| Exercise prompt |
Pictures aside, write out the data exactly as it reads.

| Material supplied |

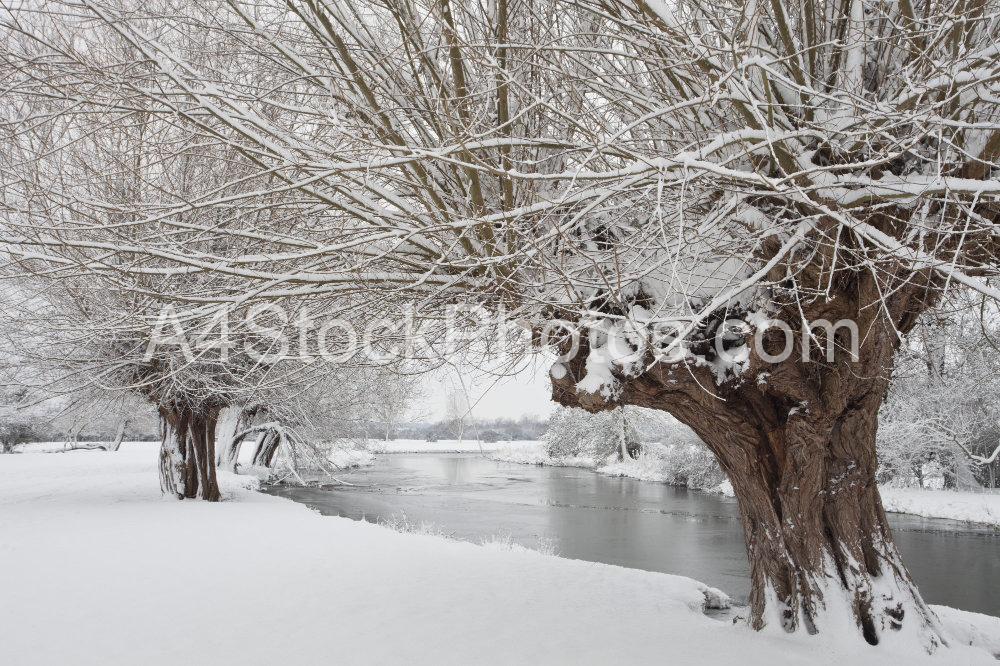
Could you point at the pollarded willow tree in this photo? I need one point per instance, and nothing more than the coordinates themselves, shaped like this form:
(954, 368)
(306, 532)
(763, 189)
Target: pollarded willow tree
(645, 171)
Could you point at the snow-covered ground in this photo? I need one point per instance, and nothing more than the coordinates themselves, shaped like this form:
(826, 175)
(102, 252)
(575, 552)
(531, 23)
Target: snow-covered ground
(441, 446)
(96, 567)
(978, 507)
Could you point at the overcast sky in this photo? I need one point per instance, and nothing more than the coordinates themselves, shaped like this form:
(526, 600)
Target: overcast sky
(525, 393)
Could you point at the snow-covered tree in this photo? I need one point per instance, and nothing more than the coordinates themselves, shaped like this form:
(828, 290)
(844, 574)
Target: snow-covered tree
(621, 166)
(600, 436)
(943, 407)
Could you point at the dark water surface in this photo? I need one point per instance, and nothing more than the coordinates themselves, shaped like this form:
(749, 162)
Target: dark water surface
(638, 524)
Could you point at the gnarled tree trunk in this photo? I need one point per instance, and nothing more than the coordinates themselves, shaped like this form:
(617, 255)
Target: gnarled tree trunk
(797, 439)
(232, 422)
(187, 452)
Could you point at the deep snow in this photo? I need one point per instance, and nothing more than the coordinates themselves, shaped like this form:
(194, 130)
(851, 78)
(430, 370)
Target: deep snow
(977, 507)
(96, 567)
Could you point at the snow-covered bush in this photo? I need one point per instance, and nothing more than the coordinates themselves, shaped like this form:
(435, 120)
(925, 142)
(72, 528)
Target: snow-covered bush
(678, 458)
(575, 433)
(940, 424)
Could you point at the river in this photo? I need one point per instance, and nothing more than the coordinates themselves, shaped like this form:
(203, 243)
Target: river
(638, 524)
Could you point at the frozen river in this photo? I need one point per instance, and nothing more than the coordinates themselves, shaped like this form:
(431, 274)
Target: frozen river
(638, 524)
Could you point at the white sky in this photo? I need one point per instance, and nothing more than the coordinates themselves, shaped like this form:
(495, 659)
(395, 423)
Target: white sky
(526, 392)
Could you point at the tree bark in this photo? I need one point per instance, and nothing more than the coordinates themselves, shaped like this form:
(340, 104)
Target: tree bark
(267, 448)
(187, 452)
(232, 421)
(797, 440)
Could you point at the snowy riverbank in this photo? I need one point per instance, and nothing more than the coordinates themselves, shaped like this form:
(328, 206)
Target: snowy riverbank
(977, 507)
(657, 462)
(96, 567)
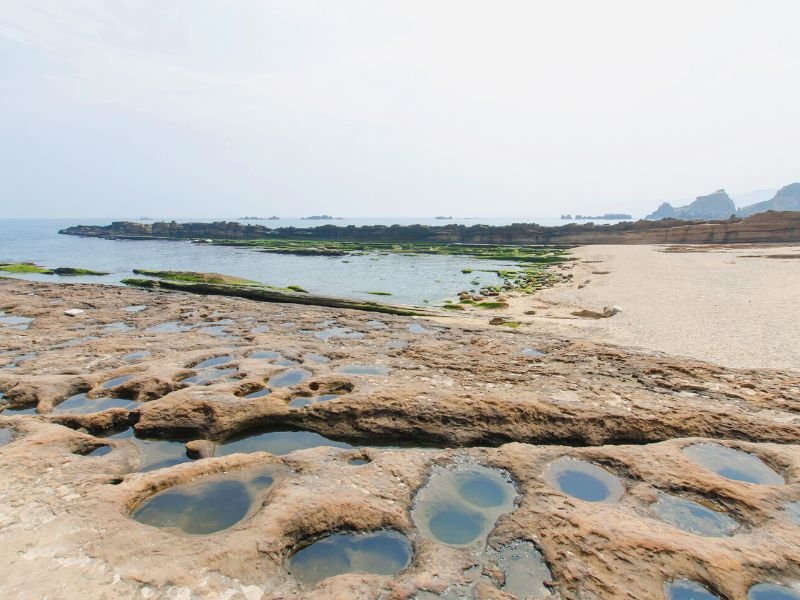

| The answer |
Could you point at the pollarded willow tree in this photo? I need one point per instance, and nothing more than the coordinates themselves, shaped like this form:
(954, 368)
(306, 532)
(763, 189)
Target: pollarded willow tree
(645, 171)
Could you point at the snow-covered ground in this photo? I need one point per instance, and nothing more than the coordinates themselves, shaped like this form:
(826, 175)
(102, 252)
(575, 552)
(531, 23)
Target: snow-covered ground
(441, 446)
(96, 567)
(978, 507)
Could you point at the overcast sky in this photo? I need one point per instance, and nothing more than the coordinates themselves, shaped like this form:
(526, 600)
Target: overcast sky
(525, 393)
Could you point at the snow-covered tree in this photo? I need one point per instance, and nothing more than the coordinates themselves, shaped like this form:
(828, 290)
(844, 574)
Target: snow-covered tree
(621, 166)
(600, 436)
(943, 407)
Could you point at the dark water surface in this photo? I need one point per instance, and nothing more than the coordinates themselves, shaped like this form:
(749, 162)
Target: dark water surface
(638, 524)
Could you point at the gnarled tree trunk in this photo? I need one point per instance, and nothing more than the coordinates themselves, shaped like this form:
(617, 255)
Target: gnarled tree trunk
(797, 439)
(232, 422)
(187, 452)
Could you point at the deep snow in this photo? I need one point per instance, and nothing more than the coordinates themselves, shaped like this form:
(194, 130)
(851, 78)
(430, 370)
Target: deep snow
(977, 507)
(96, 567)
Could you point at the snow-covered bush in this photo? I need one point per instance, and nothing more than the coordinates themselves, shaped like this form:
(435, 120)
(925, 142)
(72, 528)
Target: snow-covered bush
(678, 458)
(575, 433)
(940, 424)
Could you point at the river in this photo? I need one point per instance, and nothing more than the coordinates themselves, shaped like this form:
(203, 243)
Target: river
(638, 524)
Could you point at the frozen river in this photo? I need one point per instance, and nothing more than the coordinates themselves, shaped like this form:
(431, 274)
Target: frozen river
(638, 524)
Could you point at the white sky in this photo? I need one point per instance, and nothing more than the coordinates themselves, shaped like this form:
(495, 659)
(395, 423)
Target: white sky
(526, 392)
Could you point at the tree bark in this photo? I need one point per instance, and nothing more than the coordinates themselves, shaped like this form:
(340, 104)
Target: tree bark
(267, 448)
(187, 452)
(232, 421)
(797, 440)
Could you point at the snowy riverbank in this photo? I need one point per instance, and nothing more than the coordinates themselves, shaped like this form:
(328, 206)
Target: snowy riverbank
(977, 507)
(657, 462)
(96, 567)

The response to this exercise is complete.